● DATA PROVIDED

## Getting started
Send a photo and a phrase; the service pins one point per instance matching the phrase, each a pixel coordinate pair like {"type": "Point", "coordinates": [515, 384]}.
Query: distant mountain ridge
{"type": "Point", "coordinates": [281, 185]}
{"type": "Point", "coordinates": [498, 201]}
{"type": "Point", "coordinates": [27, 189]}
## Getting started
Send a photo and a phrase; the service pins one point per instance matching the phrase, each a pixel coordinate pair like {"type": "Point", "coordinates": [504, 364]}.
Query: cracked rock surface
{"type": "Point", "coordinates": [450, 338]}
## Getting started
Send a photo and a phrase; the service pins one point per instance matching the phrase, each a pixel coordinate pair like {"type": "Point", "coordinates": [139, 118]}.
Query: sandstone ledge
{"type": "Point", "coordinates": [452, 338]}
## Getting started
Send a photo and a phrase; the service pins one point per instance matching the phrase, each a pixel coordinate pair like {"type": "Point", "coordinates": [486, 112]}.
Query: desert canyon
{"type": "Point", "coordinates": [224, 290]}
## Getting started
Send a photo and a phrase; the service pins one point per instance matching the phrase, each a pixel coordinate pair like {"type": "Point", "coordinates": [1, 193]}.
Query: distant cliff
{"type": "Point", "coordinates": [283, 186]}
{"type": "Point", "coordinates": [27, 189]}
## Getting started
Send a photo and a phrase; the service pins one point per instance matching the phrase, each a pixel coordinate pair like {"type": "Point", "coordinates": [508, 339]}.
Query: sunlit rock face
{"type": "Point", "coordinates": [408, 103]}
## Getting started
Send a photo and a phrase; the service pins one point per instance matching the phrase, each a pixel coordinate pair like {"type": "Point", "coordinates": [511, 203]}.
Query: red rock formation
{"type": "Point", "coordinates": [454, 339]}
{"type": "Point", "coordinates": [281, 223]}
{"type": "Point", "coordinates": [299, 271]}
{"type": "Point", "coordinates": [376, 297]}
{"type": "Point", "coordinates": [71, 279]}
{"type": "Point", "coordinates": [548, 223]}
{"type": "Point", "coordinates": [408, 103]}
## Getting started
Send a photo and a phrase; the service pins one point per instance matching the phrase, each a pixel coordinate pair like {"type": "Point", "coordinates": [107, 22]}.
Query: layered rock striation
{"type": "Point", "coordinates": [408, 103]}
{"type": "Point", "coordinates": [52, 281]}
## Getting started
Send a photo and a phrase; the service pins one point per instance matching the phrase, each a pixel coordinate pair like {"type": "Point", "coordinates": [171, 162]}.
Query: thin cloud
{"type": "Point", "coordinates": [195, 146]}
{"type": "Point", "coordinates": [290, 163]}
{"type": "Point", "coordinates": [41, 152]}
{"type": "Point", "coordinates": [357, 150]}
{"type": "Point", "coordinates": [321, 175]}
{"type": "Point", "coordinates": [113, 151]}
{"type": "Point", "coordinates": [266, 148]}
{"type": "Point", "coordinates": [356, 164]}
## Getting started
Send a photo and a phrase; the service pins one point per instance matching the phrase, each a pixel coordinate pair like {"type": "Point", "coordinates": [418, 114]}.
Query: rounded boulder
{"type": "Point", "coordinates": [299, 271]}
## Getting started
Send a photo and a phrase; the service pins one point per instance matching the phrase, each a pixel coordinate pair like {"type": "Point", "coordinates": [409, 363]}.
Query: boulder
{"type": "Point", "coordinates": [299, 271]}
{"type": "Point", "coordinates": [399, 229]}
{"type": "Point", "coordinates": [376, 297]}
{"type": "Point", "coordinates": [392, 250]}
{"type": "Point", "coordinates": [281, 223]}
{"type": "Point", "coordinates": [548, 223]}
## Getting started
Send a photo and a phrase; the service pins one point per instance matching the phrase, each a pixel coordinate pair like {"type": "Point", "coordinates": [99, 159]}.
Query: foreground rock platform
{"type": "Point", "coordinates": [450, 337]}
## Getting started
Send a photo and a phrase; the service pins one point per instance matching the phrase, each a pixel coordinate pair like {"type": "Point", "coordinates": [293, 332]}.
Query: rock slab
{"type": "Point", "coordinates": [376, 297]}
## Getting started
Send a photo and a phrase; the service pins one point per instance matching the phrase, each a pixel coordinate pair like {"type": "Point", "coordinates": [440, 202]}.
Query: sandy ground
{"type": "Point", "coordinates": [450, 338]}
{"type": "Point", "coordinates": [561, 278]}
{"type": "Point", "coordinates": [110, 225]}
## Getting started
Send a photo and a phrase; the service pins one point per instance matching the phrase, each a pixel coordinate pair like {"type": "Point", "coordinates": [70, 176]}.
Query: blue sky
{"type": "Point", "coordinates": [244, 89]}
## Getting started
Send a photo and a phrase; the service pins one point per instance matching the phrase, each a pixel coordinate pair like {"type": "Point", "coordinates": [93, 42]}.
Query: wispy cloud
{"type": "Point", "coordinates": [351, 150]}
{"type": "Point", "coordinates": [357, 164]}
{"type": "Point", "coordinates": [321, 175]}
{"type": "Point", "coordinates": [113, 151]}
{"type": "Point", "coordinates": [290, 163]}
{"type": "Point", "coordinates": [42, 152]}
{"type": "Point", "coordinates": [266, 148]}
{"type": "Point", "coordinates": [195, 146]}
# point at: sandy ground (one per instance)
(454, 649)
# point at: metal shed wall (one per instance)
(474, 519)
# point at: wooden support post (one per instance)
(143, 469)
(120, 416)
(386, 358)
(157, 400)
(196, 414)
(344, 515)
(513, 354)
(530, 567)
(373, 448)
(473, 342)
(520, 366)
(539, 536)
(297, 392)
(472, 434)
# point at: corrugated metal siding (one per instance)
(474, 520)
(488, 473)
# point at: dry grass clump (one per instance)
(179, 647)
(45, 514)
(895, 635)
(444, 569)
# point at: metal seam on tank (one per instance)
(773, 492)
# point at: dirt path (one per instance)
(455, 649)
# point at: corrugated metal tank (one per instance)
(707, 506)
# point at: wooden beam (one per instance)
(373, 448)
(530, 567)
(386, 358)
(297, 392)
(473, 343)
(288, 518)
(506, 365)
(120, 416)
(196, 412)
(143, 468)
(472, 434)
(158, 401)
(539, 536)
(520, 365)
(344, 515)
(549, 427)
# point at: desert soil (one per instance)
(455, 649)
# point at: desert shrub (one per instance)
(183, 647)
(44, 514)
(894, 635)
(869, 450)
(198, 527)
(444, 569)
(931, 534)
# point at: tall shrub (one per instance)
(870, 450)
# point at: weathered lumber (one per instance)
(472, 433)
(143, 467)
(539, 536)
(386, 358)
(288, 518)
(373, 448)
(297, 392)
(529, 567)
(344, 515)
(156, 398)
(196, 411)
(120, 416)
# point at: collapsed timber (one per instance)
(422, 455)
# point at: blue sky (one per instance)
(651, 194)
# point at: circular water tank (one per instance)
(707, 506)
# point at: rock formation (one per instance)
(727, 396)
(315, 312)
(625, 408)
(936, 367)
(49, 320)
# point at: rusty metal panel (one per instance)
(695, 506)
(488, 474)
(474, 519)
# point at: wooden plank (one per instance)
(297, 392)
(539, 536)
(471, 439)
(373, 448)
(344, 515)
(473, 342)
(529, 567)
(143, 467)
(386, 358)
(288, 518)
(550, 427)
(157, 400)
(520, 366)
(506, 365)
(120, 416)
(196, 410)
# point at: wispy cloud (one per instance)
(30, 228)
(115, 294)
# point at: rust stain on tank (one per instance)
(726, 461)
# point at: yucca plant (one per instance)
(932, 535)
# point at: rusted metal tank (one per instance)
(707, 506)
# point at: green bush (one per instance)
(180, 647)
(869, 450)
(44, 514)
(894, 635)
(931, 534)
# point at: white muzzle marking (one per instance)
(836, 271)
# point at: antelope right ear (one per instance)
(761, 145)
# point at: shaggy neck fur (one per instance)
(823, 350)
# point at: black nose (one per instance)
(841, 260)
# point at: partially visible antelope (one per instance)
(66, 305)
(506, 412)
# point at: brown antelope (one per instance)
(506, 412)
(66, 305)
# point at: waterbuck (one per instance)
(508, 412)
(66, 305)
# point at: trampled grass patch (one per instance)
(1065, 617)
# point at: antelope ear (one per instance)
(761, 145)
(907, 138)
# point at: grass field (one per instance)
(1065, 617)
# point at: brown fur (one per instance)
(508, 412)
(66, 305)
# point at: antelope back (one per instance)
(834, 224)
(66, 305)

● WHAT NEEDS TO BE DONE
Exactly and only the lines from the one containing "# point at: black nose (one per instance)" through the end of the material are to be reproduced, both ends included.

● ANSWER
# point at: black nose (one per instance)
(841, 260)
# point at: partially visible antelope (one per instance)
(66, 305)
(506, 412)
# point at: brown antelope (one per instance)
(506, 412)
(66, 305)
# point at: waterbuck (one per instance)
(508, 412)
(66, 305)
# point at: trampled grass patch (one per instance)
(1065, 617)
# point at: antelope ear (one per instance)
(761, 145)
(907, 138)
# point at: grass field (one per instance)
(1065, 617)
# point at: brown fur (one per instance)
(508, 412)
(66, 305)
# point at: antelope back (one per instance)
(834, 224)
(66, 305)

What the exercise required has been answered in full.